**To do:** From the line with "Target: man's right hand" through the line with "Target: thumb", repeat the entries verbatim, both end lines included, and add nothing.

**Excerpted records:**
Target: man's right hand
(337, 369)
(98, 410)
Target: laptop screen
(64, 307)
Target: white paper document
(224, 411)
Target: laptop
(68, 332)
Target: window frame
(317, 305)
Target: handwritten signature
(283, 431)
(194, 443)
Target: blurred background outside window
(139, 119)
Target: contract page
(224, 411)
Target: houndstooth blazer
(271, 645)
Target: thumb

--

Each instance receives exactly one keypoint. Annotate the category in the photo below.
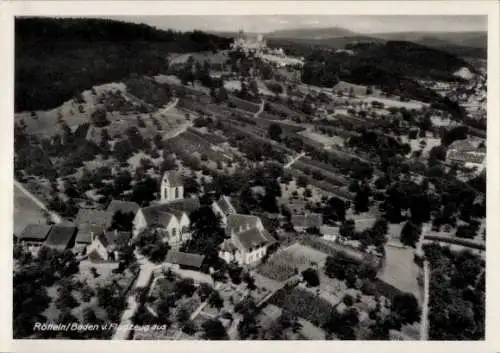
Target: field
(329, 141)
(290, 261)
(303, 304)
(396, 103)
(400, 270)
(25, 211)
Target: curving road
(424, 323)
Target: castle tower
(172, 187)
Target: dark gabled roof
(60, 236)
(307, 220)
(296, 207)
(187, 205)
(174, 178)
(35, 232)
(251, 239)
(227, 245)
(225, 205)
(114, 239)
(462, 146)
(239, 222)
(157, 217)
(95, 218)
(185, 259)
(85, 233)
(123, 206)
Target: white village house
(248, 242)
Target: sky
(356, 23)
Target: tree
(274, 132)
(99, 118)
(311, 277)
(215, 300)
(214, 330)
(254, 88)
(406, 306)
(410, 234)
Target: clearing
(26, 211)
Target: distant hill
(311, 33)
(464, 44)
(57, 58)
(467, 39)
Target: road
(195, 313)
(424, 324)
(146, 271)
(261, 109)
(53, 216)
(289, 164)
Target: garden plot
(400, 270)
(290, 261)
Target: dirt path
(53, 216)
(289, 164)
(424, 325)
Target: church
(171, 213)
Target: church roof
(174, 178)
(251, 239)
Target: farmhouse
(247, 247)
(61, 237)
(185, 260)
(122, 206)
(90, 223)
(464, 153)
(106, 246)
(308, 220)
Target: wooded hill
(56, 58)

**Reply to the task:**
Target: man's right hand
(337, 369)
(98, 410)
Target: laptop screen
(64, 307)
Target: white paper document
(224, 411)
Target: laptop
(68, 332)
Target: window frame
(317, 305)
Target: handwritten signature
(283, 431)
(194, 443)
Target: blurred background outside window
(139, 119)
Target: contract page
(224, 411)
Target: houndstooth blazer
(271, 645)
Target: thumb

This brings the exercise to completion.